*Requirement*.
Could you restate every line of the data word for word?

*Given records*.

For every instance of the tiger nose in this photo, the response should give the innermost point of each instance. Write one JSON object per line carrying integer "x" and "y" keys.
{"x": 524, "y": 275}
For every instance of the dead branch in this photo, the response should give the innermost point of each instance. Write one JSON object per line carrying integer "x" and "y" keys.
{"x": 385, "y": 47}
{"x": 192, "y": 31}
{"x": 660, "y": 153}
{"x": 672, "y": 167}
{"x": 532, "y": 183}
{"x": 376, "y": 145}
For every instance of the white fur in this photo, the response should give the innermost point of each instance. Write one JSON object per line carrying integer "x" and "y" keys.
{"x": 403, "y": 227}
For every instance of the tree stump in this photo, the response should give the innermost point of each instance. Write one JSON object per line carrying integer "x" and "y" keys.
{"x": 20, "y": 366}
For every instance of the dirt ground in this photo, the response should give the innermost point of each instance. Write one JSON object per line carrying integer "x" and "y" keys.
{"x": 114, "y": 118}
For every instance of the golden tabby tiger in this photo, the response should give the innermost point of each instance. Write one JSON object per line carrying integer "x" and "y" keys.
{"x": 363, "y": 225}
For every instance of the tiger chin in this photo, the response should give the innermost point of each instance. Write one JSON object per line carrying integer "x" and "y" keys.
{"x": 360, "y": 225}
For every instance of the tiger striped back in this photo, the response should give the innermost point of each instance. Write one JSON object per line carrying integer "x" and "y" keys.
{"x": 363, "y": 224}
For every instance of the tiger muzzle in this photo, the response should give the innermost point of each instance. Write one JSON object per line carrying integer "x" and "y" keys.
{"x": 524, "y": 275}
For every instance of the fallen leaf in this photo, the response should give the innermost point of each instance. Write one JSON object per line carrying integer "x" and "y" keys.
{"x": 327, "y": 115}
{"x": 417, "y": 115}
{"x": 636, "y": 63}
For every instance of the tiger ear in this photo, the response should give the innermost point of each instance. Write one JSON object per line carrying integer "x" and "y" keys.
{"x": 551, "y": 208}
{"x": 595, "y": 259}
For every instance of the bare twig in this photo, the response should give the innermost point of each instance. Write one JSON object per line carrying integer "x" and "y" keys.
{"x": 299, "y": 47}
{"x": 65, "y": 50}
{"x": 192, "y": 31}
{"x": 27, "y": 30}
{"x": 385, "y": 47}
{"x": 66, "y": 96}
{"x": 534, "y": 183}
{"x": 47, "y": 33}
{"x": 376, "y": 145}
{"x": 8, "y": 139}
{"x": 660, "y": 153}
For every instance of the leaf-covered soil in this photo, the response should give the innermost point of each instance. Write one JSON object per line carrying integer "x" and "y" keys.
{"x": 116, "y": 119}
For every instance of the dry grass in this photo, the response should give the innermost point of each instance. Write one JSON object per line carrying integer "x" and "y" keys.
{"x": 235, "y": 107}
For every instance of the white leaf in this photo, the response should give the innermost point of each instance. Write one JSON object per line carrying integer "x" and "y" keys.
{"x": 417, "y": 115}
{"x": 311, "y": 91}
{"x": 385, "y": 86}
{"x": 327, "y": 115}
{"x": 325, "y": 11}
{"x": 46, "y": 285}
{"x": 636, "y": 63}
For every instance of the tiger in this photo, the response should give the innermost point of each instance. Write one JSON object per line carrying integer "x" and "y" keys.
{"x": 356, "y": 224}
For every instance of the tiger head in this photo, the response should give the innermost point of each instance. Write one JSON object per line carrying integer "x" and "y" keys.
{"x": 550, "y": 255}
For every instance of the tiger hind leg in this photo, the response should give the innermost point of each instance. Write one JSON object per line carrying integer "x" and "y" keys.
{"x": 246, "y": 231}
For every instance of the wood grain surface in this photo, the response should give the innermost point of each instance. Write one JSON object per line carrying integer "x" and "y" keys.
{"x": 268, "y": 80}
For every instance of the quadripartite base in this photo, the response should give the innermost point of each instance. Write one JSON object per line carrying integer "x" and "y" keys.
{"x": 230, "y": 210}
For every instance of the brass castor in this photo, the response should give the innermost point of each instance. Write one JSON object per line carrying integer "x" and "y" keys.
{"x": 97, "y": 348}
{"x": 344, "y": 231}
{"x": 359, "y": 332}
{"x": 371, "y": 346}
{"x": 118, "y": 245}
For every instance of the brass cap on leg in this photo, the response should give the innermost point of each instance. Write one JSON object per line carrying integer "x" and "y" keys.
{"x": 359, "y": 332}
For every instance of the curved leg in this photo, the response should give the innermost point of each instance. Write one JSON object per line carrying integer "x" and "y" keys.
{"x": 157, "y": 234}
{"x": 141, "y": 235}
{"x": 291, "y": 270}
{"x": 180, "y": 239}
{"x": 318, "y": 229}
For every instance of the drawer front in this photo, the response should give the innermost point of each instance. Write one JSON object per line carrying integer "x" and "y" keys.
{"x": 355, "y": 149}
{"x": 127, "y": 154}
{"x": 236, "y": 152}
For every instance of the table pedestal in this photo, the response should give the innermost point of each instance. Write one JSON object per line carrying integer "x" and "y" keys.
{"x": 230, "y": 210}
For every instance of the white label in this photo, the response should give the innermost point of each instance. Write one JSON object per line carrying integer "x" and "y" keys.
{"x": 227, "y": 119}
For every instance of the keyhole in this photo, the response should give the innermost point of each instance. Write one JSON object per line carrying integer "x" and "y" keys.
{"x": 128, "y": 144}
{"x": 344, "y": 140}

*Solution*.
For every instance of the tiger nose in this photo, the response should give the innermost point of each instance. Write one JSON object per line carrying integer "x" and "y" keys.
{"x": 524, "y": 275}
For every instance of the dead branch in this photo, the response should give the innermost point of each instance. Write one JSON object per line carrying integer "x" and "y" keys.
{"x": 385, "y": 47}
{"x": 192, "y": 31}
{"x": 660, "y": 153}
{"x": 672, "y": 167}
{"x": 532, "y": 183}
{"x": 376, "y": 145}
For every instance of the white fur in this photo, the response should give the innermost point of each instance. Write one JSON object per line carrying integer "x" and "y" keys.
{"x": 403, "y": 227}
For every instance of the tree stump in this photo, the response should give the innermost point of each instance. Write one JSON object per line carrying integer "x" and "y" keys.
{"x": 20, "y": 366}
For every instance of the dirt ground in this photo, the response should give the innermost point of each instance. Write one JSON object per line carrying integer "x" and "y" keys.
{"x": 114, "y": 118}
For every instance of the golden tabby tiger in this photo, the response should give the innermost point of each instance. Write one JSON object per line carrying integer "x" and "y" keys.
{"x": 363, "y": 225}
For every instance of the tiger chin in this photo, the response should give the innermost point of each instance. Write one JSON object per line carrying integer "x" and "y" keys.
{"x": 360, "y": 225}
For every instance of the tiger striped back in this photo, the response should give the innermost point of each instance. Write one JSON object per line carrying integer "x" and "y" keys.
{"x": 363, "y": 224}
For every instance of the tiger muzzle in this photo, the response should give the innermost point of each instance. Write one JSON object per line carrying integer "x" and "y" keys.
{"x": 524, "y": 275}
For every instance of the fallen leaf in this photo, the response should give the innermost point of each instance. Write one JSON object per line carrying integer "x" and "y" keys.
{"x": 327, "y": 115}
{"x": 417, "y": 115}
{"x": 636, "y": 63}
For every instance of the tiger ear in this photo, the response should give the innermost point of each instance. Write one JSON object per line carrying integer "x" and "y" keys.
{"x": 551, "y": 208}
{"x": 595, "y": 259}
For every instance of the bare twig in this photo, the response should give the innermost point of each instance. Write one JSON object per line carrying integer "x" and "y" keys.
{"x": 299, "y": 47}
{"x": 65, "y": 50}
{"x": 192, "y": 31}
{"x": 27, "y": 30}
{"x": 385, "y": 47}
{"x": 66, "y": 96}
{"x": 534, "y": 183}
{"x": 47, "y": 33}
{"x": 376, "y": 145}
{"x": 8, "y": 139}
{"x": 660, "y": 153}
For every instance of the leaf-covered soil in this photo, the response should give the innermost point of each instance. Write one JSON object per line carrying integer "x" and "y" keys.
{"x": 116, "y": 119}
For every instance of the dry grass in this photo, the response should give the innermost point of each instance. Write one JSON object per line carrying integer "x" and "y" keys.
{"x": 235, "y": 107}
For every instance of the white leaf in this photo, the response should give the innermost point of each instance. Write one JSON object per line carrying integer "x" and "y" keys.
{"x": 417, "y": 115}
{"x": 311, "y": 91}
{"x": 385, "y": 86}
{"x": 327, "y": 115}
{"x": 325, "y": 11}
{"x": 46, "y": 285}
{"x": 636, "y": 63}
For every instance of the tiger in this photo, the response should give the innermost point of each instance. Write one JSON object per line carrying integer "x" and "y" keys.
{"x": 356, "y": 224}
For every instance of the tiger head in this photo, the response should give the innermost point of each instance. Write one JSON object per line carrying integer "x" and "y" keys.
{"x": 550, "y": 255}
For every instance of the tiger hind leg in this photo, the response should give the innermost point of each instance. Write one JSON object per line carrying integer "x" and "y" keys.
{"x": 246, "y": 231}
For every instance of the wood grain surface in this photo, the response should give the innermost point of each instance. Write one JSON object per line carrying integer "x" and "y" keys.
{"x": 268, "y": 80}
For every instance of the quadripartite base in this photo, the response should give the innermost point of each instance. Write one JSON object per line carrying integer "x" and "y" keys.
{"x": 230, "y": 210}
For every instance of the brass castor in this photo, the response should give the innermost point of each instance. Write one JSON object per line carrying integer "x" and "y" keys.
{"x": 97, "y": 348}
{"x": 344, "y": 231}
{"x": 359, "y": 332}
{"x": 371, "y": 346}
{"x": 118, "y": 245}
For every instance of the brass cap on leg in this photo, the response should give the innermost point of each instance. Write one JSON object per line carrying integer "x" and "y" keys.
{"x": 359, "y": 332}
For every instance of the curved leg in this photo, the response should give the innermost point of each instance. Write one JSON object per line carrying integer "x" and "y" keys.
{"x": 157, "y": 234}
{"x": 141, "y": 235}
{"x": 291, "y": 270}
{"x": 180, "y": 239}
{"x": 318, "y": 229}
For every instance of the drawer front in this photo, the response should give the innermost point of each instance. Write one JSON object per line carrying integer "x" and "y" keys.
{"x": 355, "y": 149}
{"x": 127, "y": 154}
{"x": 236, "y": 152}
For every instance of the table pedestal in this photo, the response should give the innermost point of each instance. Write one JSON object per line carrying integer "x" and "y" keys.
{"x": 230, "y": 210}
For every instance of the white label in this photo, the response should give the innermost point of each instance. Write one JSON object per line carrying integer "x" and "y" keys.
{"x": 227, "y": 119}
For every instance of the keyhole in this photo, the response should give the innermost point of each instance. Write one JSON object per line carrying integer "x" and "y" keys.
{"x": 128, "y": 144}
{"x": 344, "y": 140}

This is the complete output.